Exercise instructions -
Leave the pictures out, and retype all of the material exactly as written.

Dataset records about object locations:
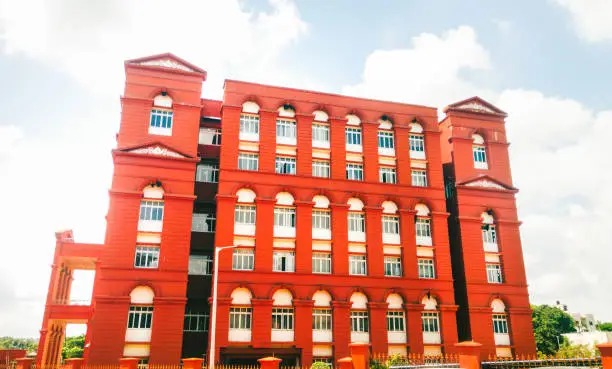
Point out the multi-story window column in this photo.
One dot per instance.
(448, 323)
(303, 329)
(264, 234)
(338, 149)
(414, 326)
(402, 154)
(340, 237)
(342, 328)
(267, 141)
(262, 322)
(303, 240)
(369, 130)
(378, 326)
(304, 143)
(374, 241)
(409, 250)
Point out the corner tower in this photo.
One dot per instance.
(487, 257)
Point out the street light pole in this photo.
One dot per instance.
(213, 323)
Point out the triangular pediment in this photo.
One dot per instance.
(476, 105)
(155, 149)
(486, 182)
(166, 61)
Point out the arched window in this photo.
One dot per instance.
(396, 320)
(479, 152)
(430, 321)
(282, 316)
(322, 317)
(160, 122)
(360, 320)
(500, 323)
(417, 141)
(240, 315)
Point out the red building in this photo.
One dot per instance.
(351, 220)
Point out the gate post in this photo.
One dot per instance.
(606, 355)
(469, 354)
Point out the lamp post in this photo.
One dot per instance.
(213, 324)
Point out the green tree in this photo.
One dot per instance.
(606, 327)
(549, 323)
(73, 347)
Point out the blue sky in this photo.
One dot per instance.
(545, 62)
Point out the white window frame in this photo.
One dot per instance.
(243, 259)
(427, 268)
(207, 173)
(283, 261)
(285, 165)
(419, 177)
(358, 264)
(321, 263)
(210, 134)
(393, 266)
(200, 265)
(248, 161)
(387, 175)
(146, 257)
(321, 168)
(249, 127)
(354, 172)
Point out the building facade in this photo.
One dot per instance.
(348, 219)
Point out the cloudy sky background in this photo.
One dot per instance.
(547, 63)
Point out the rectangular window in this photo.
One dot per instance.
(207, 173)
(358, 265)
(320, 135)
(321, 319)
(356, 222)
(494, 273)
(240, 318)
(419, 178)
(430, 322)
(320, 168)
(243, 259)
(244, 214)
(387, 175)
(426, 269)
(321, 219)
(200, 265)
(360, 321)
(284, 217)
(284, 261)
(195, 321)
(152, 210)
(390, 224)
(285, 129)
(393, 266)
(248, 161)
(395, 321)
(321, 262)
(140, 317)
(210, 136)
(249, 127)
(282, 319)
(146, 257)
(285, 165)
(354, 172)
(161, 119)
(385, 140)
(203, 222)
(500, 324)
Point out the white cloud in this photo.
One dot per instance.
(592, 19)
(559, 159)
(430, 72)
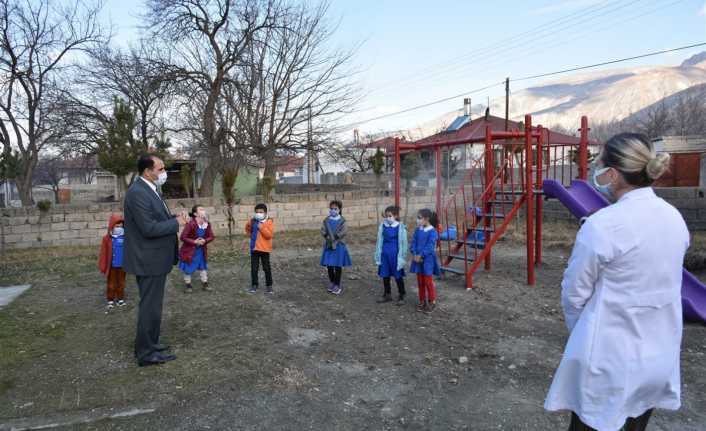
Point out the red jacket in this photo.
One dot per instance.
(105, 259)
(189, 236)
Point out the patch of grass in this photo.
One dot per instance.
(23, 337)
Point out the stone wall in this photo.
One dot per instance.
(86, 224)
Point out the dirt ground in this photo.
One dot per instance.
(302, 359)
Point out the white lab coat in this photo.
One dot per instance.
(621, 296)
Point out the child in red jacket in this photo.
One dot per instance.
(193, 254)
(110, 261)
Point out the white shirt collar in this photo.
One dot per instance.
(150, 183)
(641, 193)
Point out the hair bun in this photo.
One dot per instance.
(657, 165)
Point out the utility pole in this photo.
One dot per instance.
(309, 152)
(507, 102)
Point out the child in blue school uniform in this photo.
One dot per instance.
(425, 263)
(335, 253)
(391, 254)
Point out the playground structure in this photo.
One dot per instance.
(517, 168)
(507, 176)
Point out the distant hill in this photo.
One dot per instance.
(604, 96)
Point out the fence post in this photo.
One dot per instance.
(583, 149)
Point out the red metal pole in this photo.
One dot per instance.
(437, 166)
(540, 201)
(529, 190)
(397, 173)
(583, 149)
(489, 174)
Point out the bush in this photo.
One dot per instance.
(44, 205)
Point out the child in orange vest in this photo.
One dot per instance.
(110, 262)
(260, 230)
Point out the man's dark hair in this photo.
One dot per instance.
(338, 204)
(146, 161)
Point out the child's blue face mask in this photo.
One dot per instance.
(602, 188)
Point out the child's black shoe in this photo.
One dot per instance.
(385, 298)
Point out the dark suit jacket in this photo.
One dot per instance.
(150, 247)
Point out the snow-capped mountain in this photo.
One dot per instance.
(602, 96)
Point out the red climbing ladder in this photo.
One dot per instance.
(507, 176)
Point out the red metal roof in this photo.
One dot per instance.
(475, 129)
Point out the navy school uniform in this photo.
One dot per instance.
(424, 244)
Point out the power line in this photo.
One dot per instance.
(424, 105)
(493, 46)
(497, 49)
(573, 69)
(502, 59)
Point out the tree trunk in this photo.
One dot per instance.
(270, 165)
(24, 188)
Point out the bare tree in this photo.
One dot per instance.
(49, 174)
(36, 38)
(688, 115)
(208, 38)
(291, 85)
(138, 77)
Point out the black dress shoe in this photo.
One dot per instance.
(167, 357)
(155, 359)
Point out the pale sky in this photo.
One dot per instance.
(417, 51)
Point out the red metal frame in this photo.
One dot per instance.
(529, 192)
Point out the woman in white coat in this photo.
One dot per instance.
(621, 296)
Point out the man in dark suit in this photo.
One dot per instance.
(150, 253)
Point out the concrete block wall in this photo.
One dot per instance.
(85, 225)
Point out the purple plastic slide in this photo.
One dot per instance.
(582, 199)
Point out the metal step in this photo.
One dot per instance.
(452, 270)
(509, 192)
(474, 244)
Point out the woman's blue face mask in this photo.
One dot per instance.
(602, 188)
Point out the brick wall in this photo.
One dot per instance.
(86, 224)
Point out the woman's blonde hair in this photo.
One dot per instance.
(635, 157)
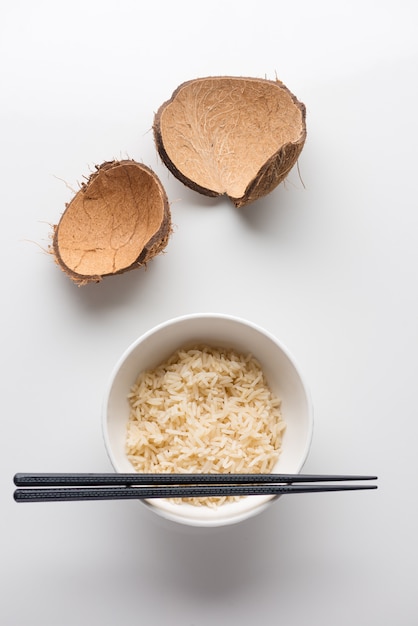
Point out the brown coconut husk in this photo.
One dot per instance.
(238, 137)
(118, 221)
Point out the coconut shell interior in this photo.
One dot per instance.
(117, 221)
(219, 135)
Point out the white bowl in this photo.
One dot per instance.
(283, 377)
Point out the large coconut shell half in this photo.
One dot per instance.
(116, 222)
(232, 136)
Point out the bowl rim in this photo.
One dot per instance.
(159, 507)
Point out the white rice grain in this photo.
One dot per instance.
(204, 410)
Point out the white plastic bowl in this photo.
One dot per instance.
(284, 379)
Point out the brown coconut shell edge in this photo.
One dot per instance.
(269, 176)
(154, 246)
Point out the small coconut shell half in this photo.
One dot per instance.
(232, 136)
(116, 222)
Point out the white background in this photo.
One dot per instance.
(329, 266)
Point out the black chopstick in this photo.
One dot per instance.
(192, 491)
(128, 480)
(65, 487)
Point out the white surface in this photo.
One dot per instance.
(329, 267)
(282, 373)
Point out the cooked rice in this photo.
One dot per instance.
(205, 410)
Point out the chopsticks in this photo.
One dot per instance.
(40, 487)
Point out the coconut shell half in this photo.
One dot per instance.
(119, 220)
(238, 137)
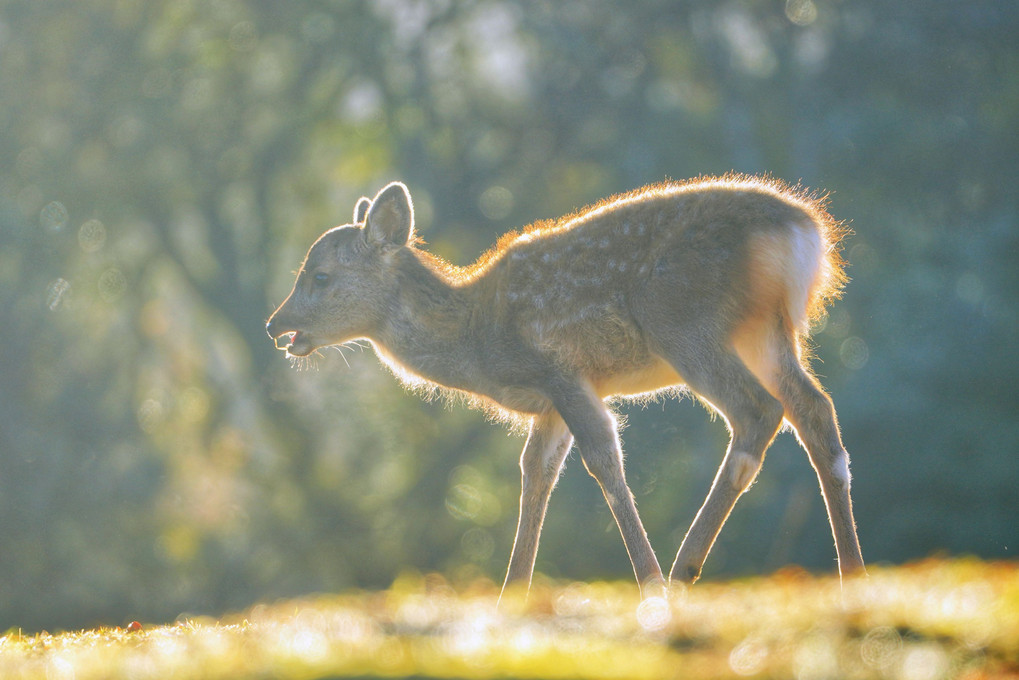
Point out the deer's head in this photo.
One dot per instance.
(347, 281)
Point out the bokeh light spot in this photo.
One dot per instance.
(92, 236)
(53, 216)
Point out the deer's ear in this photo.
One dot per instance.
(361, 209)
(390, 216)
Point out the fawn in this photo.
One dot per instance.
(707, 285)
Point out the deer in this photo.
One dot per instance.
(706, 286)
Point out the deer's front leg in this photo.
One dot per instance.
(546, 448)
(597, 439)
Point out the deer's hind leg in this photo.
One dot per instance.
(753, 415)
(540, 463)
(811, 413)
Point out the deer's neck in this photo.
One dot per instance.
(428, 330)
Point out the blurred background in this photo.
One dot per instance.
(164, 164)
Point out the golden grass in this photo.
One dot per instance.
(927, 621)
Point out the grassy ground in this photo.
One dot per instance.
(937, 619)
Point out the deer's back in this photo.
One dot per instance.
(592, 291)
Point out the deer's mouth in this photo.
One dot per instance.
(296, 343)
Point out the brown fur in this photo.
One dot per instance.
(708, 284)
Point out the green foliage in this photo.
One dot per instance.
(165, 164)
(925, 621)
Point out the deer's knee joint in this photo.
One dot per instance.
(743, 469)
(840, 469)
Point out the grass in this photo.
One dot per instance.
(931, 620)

Written reply -
Point out the multi-story window column in this photo.
One dot per instance.
(448, 323)
(303, 329)
(264, 234)
(338, 149)
(414, 326)
(402, 154)
(340, 237)
(342, 328)
(267, 141)
(262, 322)
(303, 240)
(369, 130)
(378, 326)
(304, 143)
(374, 241)
(409, 250)
Point out the corner tower in this photo.
One dot per instance.
(487, 257)
Point out the street light pole in this photo.
One dot per instance.
(213, 323)
Point out the triangular pediment in this photo.
One dot per instance.
(476, 105)
(155, 149)
(486, 182)
(166, 61)
Point out the arched window in this photo.
One dot per instance.
(396, 320)
(479, 152)
(430, 321)
(282, 316)
(322, 317)
(160, 122)
(360, 320)
(500, 323)
(417, 141)
(240, 315)
Point out the red building in this photo.
One dot per instance.
(351, 220)
Point out the gate post in this photo.
One dot per instance.
(606, 355)
(469, 354)
Point out the lamp post in this photo.
One dot per instance.
(213, 324)
Point out the green tree in this photo.
One dot per instance.
(606, 327)
(549, 323)
(73, 347)
Point out the blue sky in this photo.
One dot per instance.
(545, 62)
Point out the white window frame in this photo.
One dot per instance.
(243, 259)
(427, 268)
(207, 173)
(283, 261)
(285, 165)
(419, 177)
(358, 264)
(321, 263)
(210, 134)
(393, 266)
(200, 265)
(248, 161)
(387, 175)
(146, 257)
(321, 168)
(249, 127)
(354, 172)
Point out the building facade in this photo.
One dot per instance.
(348, 219)
Point out the cloudy sky background in this photo.
One dot per instance.
(547, 63)
Point out the rectangular window in this photo.
One dot per instance.
(207, 173)
(358, 265)
(320, 135)
(321, 319)
(356, 222)
(494, 273)
(240, 318)
(419, 178)
(430, 322)
(320, 168)
(243, 259)
(244, 214)
(387, 175)
(426, 269)
(321, 219)
(200, 265)
(360, 321)
(284, 217)
(284, 261)
(195, 321)
(152, 210)
(390, 224)
(285, 129)
(393, 266)
(248, 161)
(395, 321)
(321, 262)
(140, 317)
(210, 136)
(249, 127)
(282, 319)
(146, 257)
(285, 165)
(354, 172)
(161, 119)
(385, 140)
(203, 222)
(500, 324)
Point out the white cloud in this photo.
One dot per instance.
(592, 19)
(559, 159)
(430, 72)
Point out the red jacket in this photo.
One dot per instance.
(105, 259)
(189, 236)
Point out the patch of grass in this photo.
One dot per instance.
(23, 337)
Point out the stone wall in this photo.
One dot per instance.
(86, 224)
Point out the dirt ground in this photo.
One dot per instance.
(302, 359)
Point out the white lab coat in this photo.
One dot per instance.
(621, 296)
Point out the child in red jacket in this photo.
One dot per instance.
(193, 254)
(110, 261)
Point out the white shirt collar in this photo.
One dot per instance.
(150, 183)
(641, 193)
Point out the hair bun in this photo.
One dot per instance.
(657, 165)
Point out the utility pole in this photo.
One dot per instance.
(309, 152)
(507, 102)
Point out the child in blue school uniform in this photo.
One dot per instance.
(425, 263)
(335, 253)
(391, 254)
Point out the playground structure in this photo.
One dot per instance.
(517, 168)
(507, 176)
Point out the distant hill in this photo.
One dot per instance.
(604, 96)
Point out the fence post in this photo.
One dot per instance.
(583, 149)
Point out the red metal pole in this photo.
One dot per instance.
(437, 166)
(540, 201)
(529, 190)
(397, 173)
(583, 149)
(489, 174)
Point out the bush in this photo.
One dot per instance.
(44, 205)
Point out the child in orange vest in this photo.
One dot per instance.
(110, 262)
(260, 230)
Point out the man's dark hair in this photo.
One dot per instance.
(338, 204)
(146, 161)
Point out the child's blue face mask in this photo.
One dot per instance.
(602, 188)
Point out the child's black shoe in this photo.
One dot per instance.
(385, 298)
Point out the dark suit jacket in this photo.
One dot per instance.
(150, 247)
Point out the snow-capped mountain in this photo.
One dot per instance.
(602, 96)
Point out the red climbing ladder in this photo.
One dot per instance.
(507, 176)
Point out the red metal roof in this photo.
One dot per instance.
(475, 129)
Point out the navy school uniform in this photo.
One dot per instance.
(424, 244)
Point out the power line in this photo.
One dot per instance.
(424, 105)
(493, 46)
(497, 49)
(573, 69)
(502, 59)
Point out the tree trunk in this photo.
One dot per instance.
(270, 165)
(24, 188)
Point out the bare tree in this photo.
One dot per instance.
(49, 174)
(36, 38)
(688, 115)
(208, 38)
(291, 85)
(138, 77)
Point out the black dress shoe in this photo.
One dot per instance.
(167, 357)
(155, 359)
Point out the pale sky in this photo.
One dot per instance.
(417, 51)
Point out the red metal frame in this photo.
One dot per instance.
(529, 192)
Point out the woman in white coat in this photo.
One dot per instance.
(621, 296)
Point out the man in dark suit in this photo.
One dot per instance.
(150, 253)
Point out the concrete block wall in this photo.
One dot per instance.
(85, 225)
Point out the purple plastic slide in this photo.
One dot per instance.
(582, 199)
Point out the metal step in this photo.
One dot per instance.
(452, 270)
(509, 192)
(474, 244)
Point out the woman's blue face mask in this photo.
One dot per instance.
(602, 188)
Point out the brick wall in this photo.
One dot per instance.
(86, 224)
Point out the woman's blonde hair in this photo.
One dot per instance.
(635, 157)
Point out the brown coconut husk in this photo.
One dot per instance.
(238, 137)
(118, 221)
Point out the coconut shell interior in this photo.
One dot per instance.
(117, 221)
(219, 135)
Point out the white bowl in this photo.
One dot per instance.
(283, 377)
Point out the large coconut shell half in this photo.
One dot per instance.
(116, 222)
(232, 136)
Point out the bowl rim in this photo.
One dot per instance.
(159, 507)
Point out the white rice grain in this photo.
One dot per instance.
(204, 410)
Point out the white plastic bowl in this photo.
One dot per instance.
(284, 379)
Point out the brown coconut shell edge in this photo.
One dot per instance.
(269, 176)
(154, 246)
Point out the small coconut shell half in this photo.
One dot per instance.
(232, 136)
(116, 222)
Point out the white background in this photo.
One dot per instance.
(329, 266)
Point out the black chopstick in this photo.
One dot per instance.
(192, 491)
(128, 480)
(65, 487)
Point out the white surface in this photo.
One dot per instance.
(329, 267)
(282, 373)
Point out the cooked rice in this photo.
One dot per instance.
(205, 410)
Point out the chopsticks in this photo.
One dot per instance.
(40, 487)
Point out the coconut shell half in this photo.
One dot per instance.
(119, 220)
(238, 137)
Point out the deer's head in this photo.
One dot per instance.
(347, 281)
Point out the bokeh light spot in this photo.
One dot per instance.
(92, 236)
(53, 216)
Point out the deer's ear in this photo.
One dot per instance.
(361, 209)
(390, 216)
Point out the fawn in this photo.
One dot per instance.
(707, 285)
Point out the deer in this photo.
One dot per instance.
(706, 286)
Point out the deer's front leg in this photo.
One dot per instance.
(546, 448)
(597, 439)
Point out the deer's hind leg in this photo.
One dot per instance.
(753, 415)
(540, 463)
(811, 413)
Point out the deer's neck in this photo.
One dot per instance.
(428, 330)
Point out the blurred background in this photo.
One dot per instance.
(164, 164)
Point out the golden grass in this photo.
One dot per instance.
(927, 621)
Point out the grassy ground in this photo.
One dot per instance.
(937, 619)
Point out the deer's back in this photo.
One dot per instance.
(592, 291)
Point out the deer's mouth in this photo.
One dot per instance.
(296, 343)
Point out the brown fur in this photo.
One dot per instance.
(708, 284)
Point out the green foliage in this photo.
One dot per instance.
(165, 164)
(925, 621)
Point out the deer's knee joint in this photo.
One dot per instance.
(743, 469)
(840, 469)
Point out the grass in this photo.
One dot per instance.
(931, 620)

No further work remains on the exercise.